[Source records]
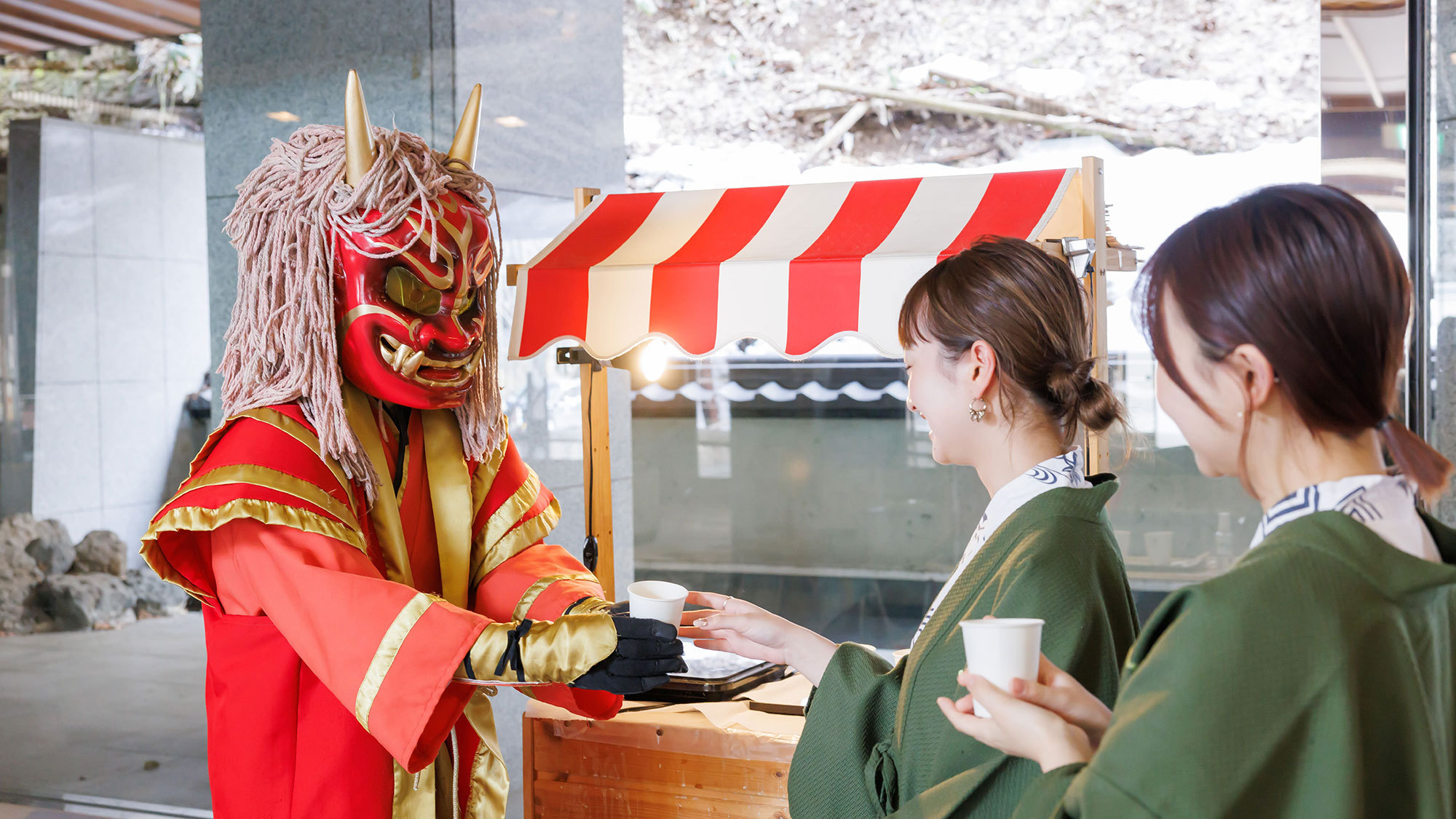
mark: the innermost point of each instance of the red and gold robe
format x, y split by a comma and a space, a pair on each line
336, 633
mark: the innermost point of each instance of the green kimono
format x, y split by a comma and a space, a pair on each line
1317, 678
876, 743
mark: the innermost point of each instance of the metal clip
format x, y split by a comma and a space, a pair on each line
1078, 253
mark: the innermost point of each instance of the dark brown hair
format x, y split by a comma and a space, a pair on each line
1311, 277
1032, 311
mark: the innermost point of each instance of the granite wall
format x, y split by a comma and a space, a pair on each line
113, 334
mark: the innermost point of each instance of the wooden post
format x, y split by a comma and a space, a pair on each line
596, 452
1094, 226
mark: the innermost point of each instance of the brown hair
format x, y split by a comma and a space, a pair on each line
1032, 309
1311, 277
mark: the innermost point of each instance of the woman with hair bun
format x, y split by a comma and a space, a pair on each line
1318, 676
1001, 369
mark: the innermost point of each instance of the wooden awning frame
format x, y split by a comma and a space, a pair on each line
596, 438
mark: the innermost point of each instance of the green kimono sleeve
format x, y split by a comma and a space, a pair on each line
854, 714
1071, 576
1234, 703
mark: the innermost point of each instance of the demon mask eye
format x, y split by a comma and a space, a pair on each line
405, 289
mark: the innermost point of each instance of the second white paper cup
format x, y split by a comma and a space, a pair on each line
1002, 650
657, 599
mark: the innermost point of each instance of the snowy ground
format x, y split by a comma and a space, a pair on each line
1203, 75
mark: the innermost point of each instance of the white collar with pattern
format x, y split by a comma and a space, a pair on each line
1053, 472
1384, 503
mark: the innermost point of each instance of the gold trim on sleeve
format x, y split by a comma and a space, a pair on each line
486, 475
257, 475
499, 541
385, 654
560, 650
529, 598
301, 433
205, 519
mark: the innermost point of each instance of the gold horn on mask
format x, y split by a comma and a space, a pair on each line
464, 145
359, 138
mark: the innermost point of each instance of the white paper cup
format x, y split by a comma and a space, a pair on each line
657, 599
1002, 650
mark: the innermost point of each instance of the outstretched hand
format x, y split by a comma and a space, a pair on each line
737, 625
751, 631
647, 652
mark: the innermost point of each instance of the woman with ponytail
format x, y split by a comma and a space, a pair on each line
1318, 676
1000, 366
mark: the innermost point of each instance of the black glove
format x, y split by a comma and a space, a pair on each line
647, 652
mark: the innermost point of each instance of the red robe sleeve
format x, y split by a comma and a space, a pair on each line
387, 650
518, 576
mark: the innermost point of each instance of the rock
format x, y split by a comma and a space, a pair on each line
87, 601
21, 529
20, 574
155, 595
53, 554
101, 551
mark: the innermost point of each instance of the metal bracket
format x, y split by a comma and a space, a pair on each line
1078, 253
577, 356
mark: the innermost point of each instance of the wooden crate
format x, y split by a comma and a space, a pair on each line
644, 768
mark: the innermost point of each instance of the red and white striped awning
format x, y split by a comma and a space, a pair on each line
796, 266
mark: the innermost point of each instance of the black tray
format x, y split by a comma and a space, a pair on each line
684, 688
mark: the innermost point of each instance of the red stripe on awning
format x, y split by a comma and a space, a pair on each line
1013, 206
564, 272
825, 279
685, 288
* * *
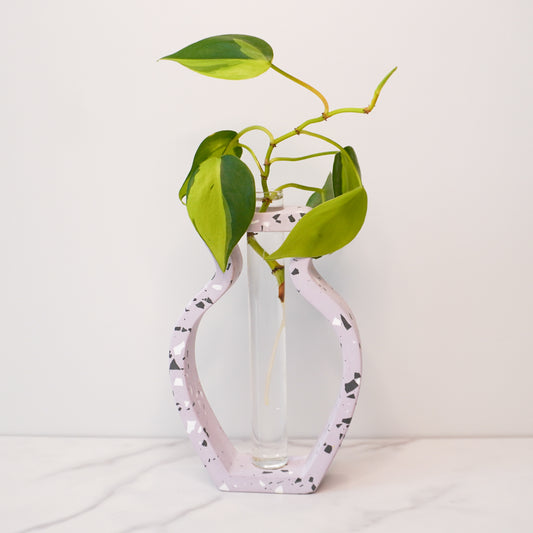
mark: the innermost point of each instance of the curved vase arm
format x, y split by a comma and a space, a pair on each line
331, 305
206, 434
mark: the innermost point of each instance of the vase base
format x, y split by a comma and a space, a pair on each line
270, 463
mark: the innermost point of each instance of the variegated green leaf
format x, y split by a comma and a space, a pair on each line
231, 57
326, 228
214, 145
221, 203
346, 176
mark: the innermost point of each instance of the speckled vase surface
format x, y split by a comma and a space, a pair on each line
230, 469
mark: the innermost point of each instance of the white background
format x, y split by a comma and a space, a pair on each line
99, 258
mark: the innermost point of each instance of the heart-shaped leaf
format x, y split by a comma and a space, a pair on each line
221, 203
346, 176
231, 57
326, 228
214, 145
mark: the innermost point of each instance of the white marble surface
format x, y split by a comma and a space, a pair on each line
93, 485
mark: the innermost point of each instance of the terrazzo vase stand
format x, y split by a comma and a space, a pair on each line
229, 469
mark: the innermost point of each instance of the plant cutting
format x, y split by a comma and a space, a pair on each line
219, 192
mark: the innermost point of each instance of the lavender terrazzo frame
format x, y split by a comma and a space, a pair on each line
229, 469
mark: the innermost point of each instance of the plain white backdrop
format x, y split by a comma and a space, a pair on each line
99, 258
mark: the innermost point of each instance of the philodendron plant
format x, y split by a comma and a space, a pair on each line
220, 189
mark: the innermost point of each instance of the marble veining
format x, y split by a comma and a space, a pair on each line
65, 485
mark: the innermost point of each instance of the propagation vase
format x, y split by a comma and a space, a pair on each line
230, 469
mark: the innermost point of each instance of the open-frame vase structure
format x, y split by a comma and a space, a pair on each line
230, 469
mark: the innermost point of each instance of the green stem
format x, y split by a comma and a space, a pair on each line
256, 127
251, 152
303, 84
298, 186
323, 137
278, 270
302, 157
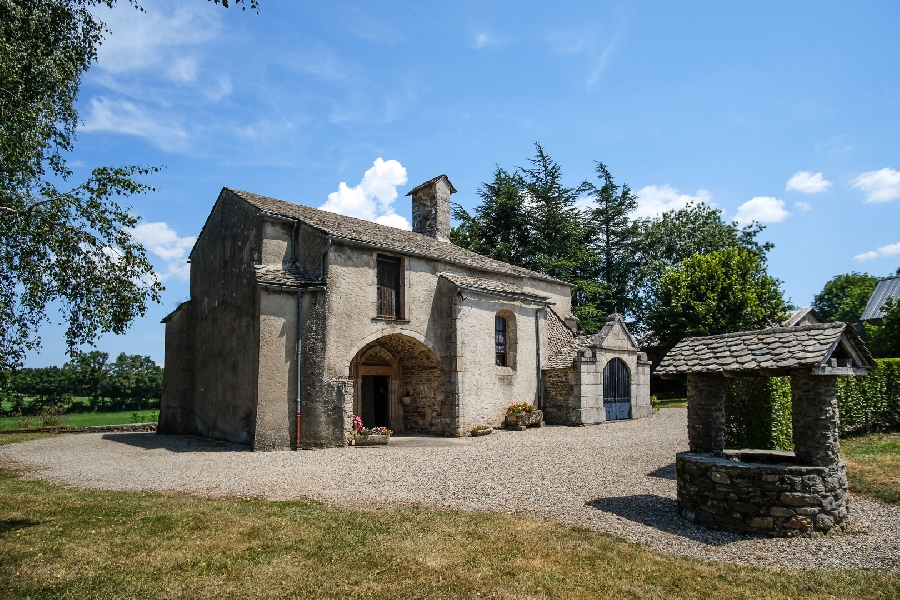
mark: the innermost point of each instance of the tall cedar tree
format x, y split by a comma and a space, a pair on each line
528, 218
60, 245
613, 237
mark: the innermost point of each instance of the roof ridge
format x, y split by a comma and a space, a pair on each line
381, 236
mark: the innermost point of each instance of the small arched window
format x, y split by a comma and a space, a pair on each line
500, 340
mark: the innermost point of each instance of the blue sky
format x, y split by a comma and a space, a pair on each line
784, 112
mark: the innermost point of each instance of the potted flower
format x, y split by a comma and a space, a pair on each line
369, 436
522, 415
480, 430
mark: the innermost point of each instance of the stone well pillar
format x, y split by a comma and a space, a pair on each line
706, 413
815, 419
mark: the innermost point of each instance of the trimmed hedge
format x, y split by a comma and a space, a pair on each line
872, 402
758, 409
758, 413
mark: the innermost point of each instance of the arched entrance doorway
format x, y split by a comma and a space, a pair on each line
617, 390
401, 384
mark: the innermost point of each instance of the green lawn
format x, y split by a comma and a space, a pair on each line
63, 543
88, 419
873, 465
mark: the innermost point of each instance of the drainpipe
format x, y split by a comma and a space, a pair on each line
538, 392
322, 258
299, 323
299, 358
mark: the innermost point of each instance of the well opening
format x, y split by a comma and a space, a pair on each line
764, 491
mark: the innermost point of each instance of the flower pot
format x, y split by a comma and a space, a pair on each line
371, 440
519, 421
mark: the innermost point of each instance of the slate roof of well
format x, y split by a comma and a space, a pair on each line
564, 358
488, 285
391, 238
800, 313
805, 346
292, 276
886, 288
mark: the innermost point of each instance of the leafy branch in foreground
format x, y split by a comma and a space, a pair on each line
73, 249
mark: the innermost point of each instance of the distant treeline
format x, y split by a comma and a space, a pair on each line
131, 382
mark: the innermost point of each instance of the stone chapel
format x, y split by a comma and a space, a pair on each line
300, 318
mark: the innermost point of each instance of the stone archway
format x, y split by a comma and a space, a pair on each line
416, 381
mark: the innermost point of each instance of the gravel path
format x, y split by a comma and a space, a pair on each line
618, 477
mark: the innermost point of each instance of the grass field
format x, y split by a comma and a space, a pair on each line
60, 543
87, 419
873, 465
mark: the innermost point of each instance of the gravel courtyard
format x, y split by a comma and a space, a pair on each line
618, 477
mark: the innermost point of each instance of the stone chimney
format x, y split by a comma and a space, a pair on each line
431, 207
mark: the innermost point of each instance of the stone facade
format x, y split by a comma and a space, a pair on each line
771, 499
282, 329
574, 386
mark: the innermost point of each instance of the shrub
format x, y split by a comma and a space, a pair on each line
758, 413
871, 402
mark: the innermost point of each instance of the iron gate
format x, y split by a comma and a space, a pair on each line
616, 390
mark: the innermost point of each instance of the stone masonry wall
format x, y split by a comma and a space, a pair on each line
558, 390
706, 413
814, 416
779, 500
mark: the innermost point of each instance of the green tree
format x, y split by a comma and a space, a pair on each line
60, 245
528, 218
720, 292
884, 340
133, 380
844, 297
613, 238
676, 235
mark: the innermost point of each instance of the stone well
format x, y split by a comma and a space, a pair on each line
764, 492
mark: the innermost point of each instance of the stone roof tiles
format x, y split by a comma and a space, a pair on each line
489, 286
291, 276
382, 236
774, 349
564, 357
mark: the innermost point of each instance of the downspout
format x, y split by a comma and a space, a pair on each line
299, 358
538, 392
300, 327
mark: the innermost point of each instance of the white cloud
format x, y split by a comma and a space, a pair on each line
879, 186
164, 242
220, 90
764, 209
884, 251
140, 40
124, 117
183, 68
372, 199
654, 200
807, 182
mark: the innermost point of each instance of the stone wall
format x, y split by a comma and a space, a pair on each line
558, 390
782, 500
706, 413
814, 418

▸ Problem description
Count the lines in the material above that contain the string "well", treating uppercase and lowercase as distinct, and reply with the number alone.

▸ Exercise response
4